[START OF MATERIAL]

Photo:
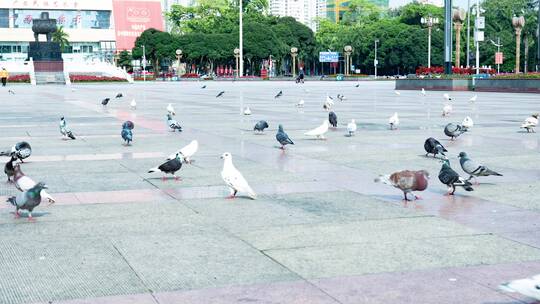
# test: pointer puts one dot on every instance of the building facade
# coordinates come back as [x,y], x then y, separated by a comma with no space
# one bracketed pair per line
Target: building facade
[97,29]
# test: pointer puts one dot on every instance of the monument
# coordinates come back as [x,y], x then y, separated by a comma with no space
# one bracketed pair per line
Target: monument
[46,55]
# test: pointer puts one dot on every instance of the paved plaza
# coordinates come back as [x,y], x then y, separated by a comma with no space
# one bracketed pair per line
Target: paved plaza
[321,231]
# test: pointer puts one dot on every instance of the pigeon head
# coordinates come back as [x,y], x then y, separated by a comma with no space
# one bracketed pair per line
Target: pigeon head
[226,156]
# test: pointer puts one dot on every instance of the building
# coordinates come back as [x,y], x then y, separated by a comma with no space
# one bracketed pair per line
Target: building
[335,9]
[97,29]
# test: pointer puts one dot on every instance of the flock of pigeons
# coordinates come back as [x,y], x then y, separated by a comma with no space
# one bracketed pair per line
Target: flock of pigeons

[END OF MATERIAL]

WHAT YOU ARE ASKED TO DO
Starting at the line that contains "of the monument", repeat each line exactly through the last one in the listing. Include both of those lines and nothing more.

WRITTEN RESPONSE
# test: pointer puts one dot on every instance of the monument
# coordinates come back as [x,y], x then y, separated by a comma with no space
# one bracketed pair per line
Target: monument
[46,55]
# test: pointer puts one dot on every instance of the paved plaza
# coordinates come back as [x,y], x then y, separated by a comma with no space
# one bracketed pair per line
Target: paved plaza
[321,231]
# test: pointer puts one dot on every instance of the pigeon head
# coordinates come back as [x,y], x then y, separated by a comma with no space
# one bracketed pair per line
Target: pigeon head
[226,156]
# test: pointer puts one dot on every instance of the building
# coordinates come back as [x,y], x then y, separated by a comma with no space
# one bracketed pair per line
Target: building
[335,9]
[97,29]
# test: pointer puts one dot on every instance of the flock of pigeons
# coordinates come back as [x,y], x then y, separated by a comma with no space
# one bracketed pair per line
Target: flock of pigeons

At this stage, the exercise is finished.